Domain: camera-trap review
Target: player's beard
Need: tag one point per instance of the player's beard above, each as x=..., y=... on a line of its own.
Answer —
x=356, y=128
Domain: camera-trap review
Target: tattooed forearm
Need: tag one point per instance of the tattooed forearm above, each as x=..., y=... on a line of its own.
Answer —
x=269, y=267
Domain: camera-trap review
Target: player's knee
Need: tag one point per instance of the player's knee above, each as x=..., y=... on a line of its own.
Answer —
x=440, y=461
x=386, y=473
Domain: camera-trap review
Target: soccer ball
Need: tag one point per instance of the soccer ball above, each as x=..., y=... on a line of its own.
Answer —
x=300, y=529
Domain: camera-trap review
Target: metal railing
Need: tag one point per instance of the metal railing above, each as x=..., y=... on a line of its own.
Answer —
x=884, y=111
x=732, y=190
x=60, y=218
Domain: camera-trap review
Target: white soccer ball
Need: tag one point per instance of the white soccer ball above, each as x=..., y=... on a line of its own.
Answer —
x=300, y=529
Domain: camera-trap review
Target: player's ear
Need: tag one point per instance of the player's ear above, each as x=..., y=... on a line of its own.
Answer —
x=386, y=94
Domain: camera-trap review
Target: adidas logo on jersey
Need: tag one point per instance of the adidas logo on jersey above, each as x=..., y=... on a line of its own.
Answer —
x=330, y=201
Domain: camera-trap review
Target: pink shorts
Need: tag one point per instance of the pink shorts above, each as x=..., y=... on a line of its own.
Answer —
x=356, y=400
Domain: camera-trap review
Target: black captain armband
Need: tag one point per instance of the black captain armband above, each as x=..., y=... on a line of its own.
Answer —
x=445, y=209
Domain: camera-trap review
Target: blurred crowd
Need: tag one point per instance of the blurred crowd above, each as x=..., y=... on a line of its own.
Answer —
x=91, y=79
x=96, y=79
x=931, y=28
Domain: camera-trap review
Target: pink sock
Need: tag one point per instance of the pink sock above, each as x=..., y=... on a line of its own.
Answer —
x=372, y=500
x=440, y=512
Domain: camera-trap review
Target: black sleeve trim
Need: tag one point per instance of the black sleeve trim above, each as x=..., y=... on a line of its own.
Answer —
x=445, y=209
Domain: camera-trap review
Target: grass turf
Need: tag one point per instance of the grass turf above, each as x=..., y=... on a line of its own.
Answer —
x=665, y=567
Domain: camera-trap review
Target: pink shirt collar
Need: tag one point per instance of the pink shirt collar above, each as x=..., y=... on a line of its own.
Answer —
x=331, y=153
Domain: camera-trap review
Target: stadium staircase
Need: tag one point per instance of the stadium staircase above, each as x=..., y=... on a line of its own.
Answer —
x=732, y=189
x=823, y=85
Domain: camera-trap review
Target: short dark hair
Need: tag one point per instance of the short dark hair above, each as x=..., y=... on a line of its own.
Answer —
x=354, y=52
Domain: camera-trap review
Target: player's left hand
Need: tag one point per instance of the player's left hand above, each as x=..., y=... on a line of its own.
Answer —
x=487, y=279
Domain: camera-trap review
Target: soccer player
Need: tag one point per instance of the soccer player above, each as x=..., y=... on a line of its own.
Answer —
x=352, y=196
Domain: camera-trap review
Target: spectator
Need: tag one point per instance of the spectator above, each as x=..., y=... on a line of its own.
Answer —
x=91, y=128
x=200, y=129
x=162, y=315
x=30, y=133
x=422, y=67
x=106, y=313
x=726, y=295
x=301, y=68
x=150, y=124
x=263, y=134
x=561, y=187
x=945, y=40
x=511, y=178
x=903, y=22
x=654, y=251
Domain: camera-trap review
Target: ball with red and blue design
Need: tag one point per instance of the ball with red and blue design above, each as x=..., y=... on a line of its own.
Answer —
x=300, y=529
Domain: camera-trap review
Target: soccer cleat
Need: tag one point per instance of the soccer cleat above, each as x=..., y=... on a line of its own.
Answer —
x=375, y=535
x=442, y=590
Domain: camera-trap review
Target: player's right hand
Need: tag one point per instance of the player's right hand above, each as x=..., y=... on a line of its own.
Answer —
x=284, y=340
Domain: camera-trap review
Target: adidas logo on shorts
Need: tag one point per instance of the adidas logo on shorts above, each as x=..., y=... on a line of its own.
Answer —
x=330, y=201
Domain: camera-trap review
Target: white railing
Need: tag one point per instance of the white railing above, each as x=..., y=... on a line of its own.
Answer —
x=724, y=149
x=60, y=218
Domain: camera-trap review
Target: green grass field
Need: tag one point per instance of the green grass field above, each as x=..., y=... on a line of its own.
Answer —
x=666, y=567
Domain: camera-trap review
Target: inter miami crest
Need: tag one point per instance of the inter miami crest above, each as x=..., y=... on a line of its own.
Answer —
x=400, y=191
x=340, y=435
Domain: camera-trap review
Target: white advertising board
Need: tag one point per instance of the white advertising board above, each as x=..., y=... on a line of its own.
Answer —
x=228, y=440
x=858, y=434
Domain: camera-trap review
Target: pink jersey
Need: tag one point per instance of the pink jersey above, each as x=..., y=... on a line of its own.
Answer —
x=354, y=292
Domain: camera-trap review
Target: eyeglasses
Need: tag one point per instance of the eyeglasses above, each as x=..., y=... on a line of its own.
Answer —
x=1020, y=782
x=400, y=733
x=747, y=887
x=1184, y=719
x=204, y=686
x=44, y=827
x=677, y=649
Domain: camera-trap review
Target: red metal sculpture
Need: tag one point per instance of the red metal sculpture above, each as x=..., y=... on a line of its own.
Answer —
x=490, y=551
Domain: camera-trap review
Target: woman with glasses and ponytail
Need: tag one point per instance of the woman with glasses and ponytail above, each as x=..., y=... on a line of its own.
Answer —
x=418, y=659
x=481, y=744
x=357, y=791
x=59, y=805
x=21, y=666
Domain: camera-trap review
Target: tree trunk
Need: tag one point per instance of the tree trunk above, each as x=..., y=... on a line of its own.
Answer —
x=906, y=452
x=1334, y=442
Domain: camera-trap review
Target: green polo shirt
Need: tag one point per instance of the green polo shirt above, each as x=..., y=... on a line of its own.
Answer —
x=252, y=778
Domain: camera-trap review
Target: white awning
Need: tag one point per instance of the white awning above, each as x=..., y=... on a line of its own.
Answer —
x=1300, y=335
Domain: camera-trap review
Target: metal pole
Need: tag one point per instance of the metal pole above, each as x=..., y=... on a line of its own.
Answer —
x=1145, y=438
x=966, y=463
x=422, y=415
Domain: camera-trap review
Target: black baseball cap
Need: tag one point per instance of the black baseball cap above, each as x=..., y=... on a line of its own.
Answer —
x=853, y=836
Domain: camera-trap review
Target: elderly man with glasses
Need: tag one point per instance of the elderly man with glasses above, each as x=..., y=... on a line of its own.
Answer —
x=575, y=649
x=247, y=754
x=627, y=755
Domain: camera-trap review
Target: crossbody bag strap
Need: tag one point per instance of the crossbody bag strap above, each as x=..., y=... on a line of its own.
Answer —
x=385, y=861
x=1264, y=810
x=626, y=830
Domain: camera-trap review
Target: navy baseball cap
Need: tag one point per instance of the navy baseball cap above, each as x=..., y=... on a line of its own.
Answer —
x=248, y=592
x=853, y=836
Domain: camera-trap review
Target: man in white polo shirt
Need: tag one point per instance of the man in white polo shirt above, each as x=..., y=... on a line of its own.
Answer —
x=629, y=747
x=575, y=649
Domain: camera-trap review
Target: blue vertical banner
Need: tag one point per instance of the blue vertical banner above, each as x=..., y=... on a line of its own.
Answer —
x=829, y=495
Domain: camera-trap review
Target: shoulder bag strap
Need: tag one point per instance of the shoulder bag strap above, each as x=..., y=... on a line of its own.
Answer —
************
Please report every line of the items above that contains the string "inter", counting only matches in the same case.

Target: inter miami crest
Need: tag one point per instance of the inter miami crest above, each as x=..., y=... on a line of its own.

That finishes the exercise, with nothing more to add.